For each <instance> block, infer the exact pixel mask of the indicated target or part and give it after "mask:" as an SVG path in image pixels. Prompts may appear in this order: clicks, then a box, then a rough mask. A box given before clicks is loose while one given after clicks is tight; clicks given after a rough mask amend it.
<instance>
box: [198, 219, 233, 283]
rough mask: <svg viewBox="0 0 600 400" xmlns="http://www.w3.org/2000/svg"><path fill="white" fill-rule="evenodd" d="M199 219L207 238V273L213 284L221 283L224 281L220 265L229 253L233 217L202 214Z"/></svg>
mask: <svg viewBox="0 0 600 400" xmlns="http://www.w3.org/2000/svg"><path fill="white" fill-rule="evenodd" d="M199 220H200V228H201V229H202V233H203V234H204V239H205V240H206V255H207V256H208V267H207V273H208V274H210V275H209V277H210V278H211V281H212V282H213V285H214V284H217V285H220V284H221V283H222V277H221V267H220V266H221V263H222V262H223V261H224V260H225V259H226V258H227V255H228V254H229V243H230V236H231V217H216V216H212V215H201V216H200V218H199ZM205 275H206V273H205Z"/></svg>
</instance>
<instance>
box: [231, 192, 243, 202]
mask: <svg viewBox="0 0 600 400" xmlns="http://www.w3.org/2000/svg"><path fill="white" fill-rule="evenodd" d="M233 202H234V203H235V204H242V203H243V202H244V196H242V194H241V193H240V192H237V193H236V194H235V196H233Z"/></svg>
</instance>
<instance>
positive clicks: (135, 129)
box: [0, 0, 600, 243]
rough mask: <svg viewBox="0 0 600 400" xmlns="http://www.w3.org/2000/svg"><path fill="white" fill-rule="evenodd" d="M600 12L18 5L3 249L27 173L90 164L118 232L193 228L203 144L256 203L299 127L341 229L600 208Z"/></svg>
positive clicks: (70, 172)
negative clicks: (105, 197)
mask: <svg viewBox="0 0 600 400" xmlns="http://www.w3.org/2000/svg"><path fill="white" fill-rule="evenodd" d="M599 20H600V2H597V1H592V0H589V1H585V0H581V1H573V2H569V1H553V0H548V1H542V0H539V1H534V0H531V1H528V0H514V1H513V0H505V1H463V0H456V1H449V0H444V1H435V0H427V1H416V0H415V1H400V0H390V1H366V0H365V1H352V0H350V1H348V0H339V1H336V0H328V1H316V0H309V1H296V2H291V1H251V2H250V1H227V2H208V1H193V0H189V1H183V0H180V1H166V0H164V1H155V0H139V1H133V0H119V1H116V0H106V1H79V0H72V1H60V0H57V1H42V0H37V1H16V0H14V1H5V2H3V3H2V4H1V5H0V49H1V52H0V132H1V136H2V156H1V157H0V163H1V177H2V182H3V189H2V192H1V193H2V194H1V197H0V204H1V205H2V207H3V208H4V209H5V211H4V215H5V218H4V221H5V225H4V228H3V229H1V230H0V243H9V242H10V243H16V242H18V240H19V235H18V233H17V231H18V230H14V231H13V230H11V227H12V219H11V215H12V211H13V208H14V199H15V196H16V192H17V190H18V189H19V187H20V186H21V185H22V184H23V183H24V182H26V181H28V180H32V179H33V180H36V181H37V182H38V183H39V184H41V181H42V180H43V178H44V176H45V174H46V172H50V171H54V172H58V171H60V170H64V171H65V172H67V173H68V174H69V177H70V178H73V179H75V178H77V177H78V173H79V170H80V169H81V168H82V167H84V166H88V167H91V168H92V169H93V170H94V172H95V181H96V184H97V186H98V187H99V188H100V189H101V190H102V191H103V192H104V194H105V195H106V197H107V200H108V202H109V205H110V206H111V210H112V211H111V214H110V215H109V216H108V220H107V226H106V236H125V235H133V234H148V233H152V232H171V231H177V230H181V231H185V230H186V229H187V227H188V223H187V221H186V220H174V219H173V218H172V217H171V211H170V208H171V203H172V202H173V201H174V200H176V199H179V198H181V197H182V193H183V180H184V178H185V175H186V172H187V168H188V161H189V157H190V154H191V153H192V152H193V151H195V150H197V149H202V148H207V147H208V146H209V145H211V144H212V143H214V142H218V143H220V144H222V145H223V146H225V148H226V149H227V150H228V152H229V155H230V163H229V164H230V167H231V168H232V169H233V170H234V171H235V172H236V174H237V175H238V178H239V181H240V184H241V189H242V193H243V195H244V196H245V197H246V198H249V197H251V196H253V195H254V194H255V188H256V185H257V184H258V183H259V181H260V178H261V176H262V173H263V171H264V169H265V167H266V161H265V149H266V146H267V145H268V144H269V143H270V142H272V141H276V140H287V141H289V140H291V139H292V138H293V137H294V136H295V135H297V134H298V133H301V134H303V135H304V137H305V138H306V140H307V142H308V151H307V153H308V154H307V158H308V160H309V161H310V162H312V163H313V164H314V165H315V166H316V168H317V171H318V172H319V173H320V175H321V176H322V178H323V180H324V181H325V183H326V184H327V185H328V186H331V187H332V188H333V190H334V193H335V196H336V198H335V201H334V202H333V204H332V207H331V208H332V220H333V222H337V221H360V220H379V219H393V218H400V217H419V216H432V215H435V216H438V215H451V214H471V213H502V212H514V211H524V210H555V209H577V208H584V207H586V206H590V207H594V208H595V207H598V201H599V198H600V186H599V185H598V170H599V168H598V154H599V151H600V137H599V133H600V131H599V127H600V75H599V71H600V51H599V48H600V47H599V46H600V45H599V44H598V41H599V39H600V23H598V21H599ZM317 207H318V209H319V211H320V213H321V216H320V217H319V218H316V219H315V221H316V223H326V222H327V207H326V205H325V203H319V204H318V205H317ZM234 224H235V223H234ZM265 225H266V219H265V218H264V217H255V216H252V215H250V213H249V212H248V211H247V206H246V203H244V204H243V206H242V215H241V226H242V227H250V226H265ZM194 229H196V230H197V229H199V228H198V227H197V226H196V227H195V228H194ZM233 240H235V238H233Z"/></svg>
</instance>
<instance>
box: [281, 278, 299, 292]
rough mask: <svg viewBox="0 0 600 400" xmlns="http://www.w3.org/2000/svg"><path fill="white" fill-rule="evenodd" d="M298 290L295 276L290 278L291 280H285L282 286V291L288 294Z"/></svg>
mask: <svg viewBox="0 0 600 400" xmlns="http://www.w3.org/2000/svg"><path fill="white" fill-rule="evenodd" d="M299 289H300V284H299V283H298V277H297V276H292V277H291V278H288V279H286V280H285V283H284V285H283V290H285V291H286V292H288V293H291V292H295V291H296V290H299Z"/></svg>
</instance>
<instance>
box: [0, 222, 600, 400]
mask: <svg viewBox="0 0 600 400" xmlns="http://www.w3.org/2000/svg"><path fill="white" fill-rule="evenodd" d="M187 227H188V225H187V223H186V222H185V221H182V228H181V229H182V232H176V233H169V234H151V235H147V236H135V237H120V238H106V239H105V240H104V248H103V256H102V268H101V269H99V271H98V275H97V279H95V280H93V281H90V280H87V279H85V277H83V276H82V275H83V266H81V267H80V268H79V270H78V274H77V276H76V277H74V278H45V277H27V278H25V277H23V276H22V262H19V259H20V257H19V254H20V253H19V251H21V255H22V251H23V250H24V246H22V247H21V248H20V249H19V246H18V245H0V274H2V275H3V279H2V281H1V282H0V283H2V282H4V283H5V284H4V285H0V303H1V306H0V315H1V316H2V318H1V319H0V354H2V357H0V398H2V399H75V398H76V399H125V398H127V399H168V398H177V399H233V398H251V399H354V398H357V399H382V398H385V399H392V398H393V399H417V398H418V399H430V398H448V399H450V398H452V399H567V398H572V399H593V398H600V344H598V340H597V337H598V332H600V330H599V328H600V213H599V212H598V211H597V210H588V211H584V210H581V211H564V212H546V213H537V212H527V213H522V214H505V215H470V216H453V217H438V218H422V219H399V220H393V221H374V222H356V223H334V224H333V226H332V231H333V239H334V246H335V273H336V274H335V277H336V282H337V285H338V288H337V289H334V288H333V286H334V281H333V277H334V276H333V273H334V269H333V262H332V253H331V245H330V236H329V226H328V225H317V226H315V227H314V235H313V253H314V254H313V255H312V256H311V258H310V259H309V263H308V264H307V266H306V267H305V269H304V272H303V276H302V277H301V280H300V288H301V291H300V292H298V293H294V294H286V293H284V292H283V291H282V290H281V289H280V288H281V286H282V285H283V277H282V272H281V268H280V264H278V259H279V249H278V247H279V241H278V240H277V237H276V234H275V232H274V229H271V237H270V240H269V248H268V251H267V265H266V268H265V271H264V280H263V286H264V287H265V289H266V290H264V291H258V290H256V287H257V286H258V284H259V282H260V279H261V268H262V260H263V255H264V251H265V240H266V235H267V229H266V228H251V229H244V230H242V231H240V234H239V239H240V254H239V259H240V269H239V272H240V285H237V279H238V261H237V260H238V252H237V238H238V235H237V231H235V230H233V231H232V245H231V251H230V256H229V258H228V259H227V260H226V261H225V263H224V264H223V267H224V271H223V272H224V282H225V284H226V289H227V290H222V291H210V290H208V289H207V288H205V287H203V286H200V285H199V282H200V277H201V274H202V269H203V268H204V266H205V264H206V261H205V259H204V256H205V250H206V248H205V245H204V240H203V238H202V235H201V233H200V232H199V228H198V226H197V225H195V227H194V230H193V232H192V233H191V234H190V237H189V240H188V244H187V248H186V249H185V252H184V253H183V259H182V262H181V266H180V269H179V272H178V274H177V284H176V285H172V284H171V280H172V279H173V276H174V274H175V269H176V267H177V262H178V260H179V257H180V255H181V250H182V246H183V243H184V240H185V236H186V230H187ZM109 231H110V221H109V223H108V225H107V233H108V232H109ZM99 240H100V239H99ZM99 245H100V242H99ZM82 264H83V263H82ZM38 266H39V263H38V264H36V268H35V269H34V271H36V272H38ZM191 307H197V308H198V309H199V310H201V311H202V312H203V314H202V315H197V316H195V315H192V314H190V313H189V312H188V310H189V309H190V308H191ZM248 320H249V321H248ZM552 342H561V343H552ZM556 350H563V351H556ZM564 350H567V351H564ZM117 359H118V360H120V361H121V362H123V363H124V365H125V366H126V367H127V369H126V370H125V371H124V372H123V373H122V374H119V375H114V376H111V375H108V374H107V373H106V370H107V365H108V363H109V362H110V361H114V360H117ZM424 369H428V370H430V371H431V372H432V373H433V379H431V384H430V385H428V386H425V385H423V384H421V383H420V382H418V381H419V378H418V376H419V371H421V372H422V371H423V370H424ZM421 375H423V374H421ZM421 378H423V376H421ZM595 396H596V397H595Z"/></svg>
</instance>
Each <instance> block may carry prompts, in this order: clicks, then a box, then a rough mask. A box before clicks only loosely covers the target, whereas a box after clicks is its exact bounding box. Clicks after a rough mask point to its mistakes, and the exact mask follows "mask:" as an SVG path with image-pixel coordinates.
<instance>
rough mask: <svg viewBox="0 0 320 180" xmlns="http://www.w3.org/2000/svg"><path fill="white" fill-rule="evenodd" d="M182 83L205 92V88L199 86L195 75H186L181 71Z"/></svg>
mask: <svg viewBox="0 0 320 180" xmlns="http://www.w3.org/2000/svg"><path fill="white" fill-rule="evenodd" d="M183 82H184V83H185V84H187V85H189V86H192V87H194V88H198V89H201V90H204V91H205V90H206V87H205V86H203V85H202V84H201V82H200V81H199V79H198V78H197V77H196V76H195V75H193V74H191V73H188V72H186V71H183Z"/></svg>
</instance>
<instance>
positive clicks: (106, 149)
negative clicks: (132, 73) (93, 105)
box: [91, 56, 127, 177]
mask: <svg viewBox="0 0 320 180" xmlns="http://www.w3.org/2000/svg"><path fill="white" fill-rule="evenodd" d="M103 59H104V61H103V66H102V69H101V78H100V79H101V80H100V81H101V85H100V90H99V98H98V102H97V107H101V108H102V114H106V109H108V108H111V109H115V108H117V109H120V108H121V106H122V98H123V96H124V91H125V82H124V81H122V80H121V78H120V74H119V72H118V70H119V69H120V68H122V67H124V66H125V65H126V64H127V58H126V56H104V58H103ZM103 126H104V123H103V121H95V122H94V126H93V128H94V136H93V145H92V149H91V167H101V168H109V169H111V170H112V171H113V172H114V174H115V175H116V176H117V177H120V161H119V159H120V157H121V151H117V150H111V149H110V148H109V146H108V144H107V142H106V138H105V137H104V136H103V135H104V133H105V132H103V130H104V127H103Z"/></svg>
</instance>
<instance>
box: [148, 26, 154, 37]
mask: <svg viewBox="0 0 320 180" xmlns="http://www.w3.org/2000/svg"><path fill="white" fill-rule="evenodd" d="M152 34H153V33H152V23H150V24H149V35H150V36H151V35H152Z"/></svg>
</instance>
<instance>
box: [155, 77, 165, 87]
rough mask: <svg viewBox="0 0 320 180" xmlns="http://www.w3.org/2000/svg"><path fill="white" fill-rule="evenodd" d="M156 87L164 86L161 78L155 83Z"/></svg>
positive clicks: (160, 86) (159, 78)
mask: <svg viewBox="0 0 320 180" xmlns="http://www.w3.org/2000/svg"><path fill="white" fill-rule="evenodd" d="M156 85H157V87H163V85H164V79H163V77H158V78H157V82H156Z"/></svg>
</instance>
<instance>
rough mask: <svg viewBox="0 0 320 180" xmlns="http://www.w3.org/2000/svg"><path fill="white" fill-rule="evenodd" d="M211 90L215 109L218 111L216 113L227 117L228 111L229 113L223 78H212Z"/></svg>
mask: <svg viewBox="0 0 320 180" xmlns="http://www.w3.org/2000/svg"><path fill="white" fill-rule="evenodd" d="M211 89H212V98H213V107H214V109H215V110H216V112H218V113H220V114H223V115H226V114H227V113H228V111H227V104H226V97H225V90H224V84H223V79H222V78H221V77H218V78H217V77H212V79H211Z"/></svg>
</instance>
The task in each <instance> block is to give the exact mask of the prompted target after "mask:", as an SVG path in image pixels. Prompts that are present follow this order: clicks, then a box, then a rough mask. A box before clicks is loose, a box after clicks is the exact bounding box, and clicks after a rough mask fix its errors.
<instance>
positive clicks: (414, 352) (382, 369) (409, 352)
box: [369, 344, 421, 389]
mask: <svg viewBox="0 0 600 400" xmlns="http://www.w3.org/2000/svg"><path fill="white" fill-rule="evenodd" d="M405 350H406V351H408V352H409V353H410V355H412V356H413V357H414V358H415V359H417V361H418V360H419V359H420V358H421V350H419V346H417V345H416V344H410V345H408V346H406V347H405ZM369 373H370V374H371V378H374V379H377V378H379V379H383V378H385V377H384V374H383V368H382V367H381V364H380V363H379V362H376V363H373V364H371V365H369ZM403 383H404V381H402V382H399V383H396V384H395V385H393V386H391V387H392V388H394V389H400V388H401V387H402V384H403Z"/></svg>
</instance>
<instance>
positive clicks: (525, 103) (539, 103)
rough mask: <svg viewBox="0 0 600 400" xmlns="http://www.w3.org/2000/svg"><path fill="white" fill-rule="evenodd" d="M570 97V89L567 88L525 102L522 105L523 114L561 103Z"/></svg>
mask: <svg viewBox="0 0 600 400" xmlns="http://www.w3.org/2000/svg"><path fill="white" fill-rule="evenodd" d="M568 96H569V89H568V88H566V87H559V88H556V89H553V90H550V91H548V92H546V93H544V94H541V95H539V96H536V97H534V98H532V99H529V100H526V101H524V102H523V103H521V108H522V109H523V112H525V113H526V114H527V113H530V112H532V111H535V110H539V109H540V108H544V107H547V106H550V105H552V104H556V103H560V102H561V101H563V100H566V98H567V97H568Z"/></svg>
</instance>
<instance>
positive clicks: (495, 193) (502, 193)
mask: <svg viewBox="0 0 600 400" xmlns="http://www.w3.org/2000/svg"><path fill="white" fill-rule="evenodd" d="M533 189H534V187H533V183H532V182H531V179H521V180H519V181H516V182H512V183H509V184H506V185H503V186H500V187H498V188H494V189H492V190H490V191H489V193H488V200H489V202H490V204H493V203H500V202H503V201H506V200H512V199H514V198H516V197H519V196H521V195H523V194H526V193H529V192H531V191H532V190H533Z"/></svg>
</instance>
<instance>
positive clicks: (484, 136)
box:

○ ○ ○ ○ ○

DETALHES DA TAREFA: Copie, sem nenhuma alteração, as linhas do material desde a primeira até a que contém "positive clicks: (70, 172)", incluindo essa linha.

RESPOSTA DO EXERCÍCIO:
For each <instance> block, infer the exact pixel mask of the indicated target or part and give it after "mask:" as an SVG path in image pixels. Prompts may appear in this order: clicks, then a box, then a rough mask. A box given before clicks is loose while one given after clicks is tight; clicks given after a rough mask amend it.
<instance>
box: [198, 219, 233, 283]
rough mask: <svg viewBox="0 0 600 400" xmlns="http://www.w3.org/2000/svg"><path fill="white" fill-rule="evenodd" d="M199 219L207 238V273L213 284L221 283L224 281L220 265L229 253L233 217L202 214Z"/></svg>
mask: <svg viewBox="0 0 600 400" xmlns="http://www.w3.org/2000/svg"><path fill="white" fill-rule="evenodd" d="M199 220H200V228H201V229H202V233H203V234H204V239H205V240H206V255H207V256H208V267H207V273H208V274H210V275H209V277H210V278H211V281H212V282H213V285H214V284H217V285H220V284H221V283H222V277H221V267H220V266H221V263H222V262H223V261H224V260H225V259H226V258H227V255H228V254H229V243H230V236H231V217H216V216H212V215H201V216H200V218H199ZM205 275H206V273H205Z"/></svg>
</instance>
<instance>
box: [231, 192, 243, 202]
mask: <svg viewBox="0 0 600 400" xmlns="http://www.w3.org/2000/svg"><path fill="white" fill-rule="evenodd" d="M233 202H234V203H235V204H242V203H243V202H244V196H242V194H241V193H240V192H237V193H236V194H235V196H233Z"/></svg>
</instance>
<instance>
positive clicks: (135, 129)
box: [0, 0, 600, 243]
rough mask: <svg viewBox="0 0 600 400" xmlns="http://www.w3.org/2000/svg"><path fill="white" fill-rule="evenodd" d="M600 12L18 5L3 249L27 173L90 164L118 232L193 228L203 144L256 203L299 127L341 229L600 208Z"/></svg>
positive clicks: (70, 172)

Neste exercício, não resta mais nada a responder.